SOAL LATIHAN 1 » Kembalikan tanpa perubahan bagian teks tentang pidana penjara bagi koruptor, mulai dari kata-kata yang memuat "Beberapa tinjauan pustaka" hingga bagian yang berakhir dengan "untuk sementara waktu.".

2. Undang-undang nomor 3 Tahun 1971 tentang pemberantasan tindak pidana korupsi,
3. Undang-undang nomor 31 Tahun 1999 tentang pemberantasan tindak pidana korupsi,
4. Undang-undang nomor 20 Tahun 2001 tentang perubahan atas Undang-undang pemberantasan tindak pidana korupsi.

1.2.  Rumusan Masalah
Dalam makalah ini akan dibahas beberapa masalah yaitu:
1. Apakah pidana penjara sudah berfungsi sesuai dengan tujuan pemidanaan?
2. Bagaimana implementasi pidana penjara sebagai upaya penjeraan terhadap pelaku tindak pidana korupsi berdasarkan undang-undang pemberantasan tindak pidana korupsi?
3. Apakah hanya pidana penjara yang dapat memberikan efek jera bagi pelaku tindak pidana korupsi?
1.3.Tujuan Penulisan
Tujuan yang ingin penulis capai dalam pembuatan makalah ini adalah untuk memperluas wacana keilmuan tentang dunia tulis menulis dan mengasah keterampilan penulis sebagai mahasiswa.
Diharapkan dengan penulisan makalah ini memperkokoh keyakinan dan khazanah keilmuan penulis dalam mata kuliah Hukum Panintensier sebagai mata kuliah yang lebih spesifik dijurusan Ilmu Hukum untuk memperkuat dasar keilmuan dalam bidang hukum khususnya untuk pembahasan ”Pidana Penjara bagi Koruptor”
BAB II
TINJAUAN PUSTAKA / KERANGKA TEORI

Beberapa tinjauan pustaka tentang pidana penjara dan korupsi:
Menurut Roeslan Saleh (1989: 62), bahwa pidana penjara, adalah pidana utama diantara pidana kehilangan kemerdekaan, dan pidana penjara ini dapat dijatuhkan untuk seumur hidup atau untuk sementara waktu.
Sedangkan menurut PAF. Lamintang (1993: 69) bentuk pidana penjara adalah merupakan suatu pidana berupa pembatasan kebebasan bergerak dari seorang terpidana, yang dilakukan dengan menutup orang tersebut dalam sebuah Lembaga Permasyarakatan dengan mewajibkan orang tersebut agar mentaati semua peraturan tata tertib yang berlaku di dalam Lembaga Permasyarakatan yang dikaitkan denga suatu tindakan tata tertib bagi mereka yang melanggar peraturan tersebut.
Dr. Andi Hamzah, S.H.. (1993: 38) menyatakan:“Pidana Penjara disebut dengan pidana hilang kemerdekaan, bukan saja dalam arti sempit bahwa ia tidak merdeka bepergian, tetapi juga narapidana itu kehilangan hak-hak tertentu seperti.

[Data Tersimpan]
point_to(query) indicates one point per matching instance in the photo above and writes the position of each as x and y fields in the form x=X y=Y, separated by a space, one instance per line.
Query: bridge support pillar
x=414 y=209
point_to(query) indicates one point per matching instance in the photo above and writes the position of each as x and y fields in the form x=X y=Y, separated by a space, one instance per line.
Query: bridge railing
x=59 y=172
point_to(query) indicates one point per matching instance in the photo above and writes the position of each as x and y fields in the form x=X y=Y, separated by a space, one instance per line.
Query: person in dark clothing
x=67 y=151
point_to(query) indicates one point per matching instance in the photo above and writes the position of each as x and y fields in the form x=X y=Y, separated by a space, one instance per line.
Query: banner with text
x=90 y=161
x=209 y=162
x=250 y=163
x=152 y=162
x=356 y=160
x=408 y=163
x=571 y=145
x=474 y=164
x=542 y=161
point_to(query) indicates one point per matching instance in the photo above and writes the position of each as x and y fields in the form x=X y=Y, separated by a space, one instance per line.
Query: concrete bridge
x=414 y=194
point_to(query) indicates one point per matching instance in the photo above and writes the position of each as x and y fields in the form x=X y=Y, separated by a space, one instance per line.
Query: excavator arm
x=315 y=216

SOAL LATIHAN 2 » Pilih semua baris dalam catatan di atas yang mengandung kata "bridge", lalu salin baris-baris itu.

JAWABAN LATIHAN 1 »
Beberapa tinjauan pustaka tentang pidana penjara dan korupsi:
Menurut Roeslan Saleh (1989: 62), bahwa pidana penjara, adalah pidana utama diantara pidana kehilangan kemerdekaan, dan pidana penjara ini dapat dijatuhkan untuk seumur hidup atau untuk sementara waktu.

JAWABAN LATIHAN 2 »
Query: bridge support pillar
Query: bridge railing
Query: concrete bridge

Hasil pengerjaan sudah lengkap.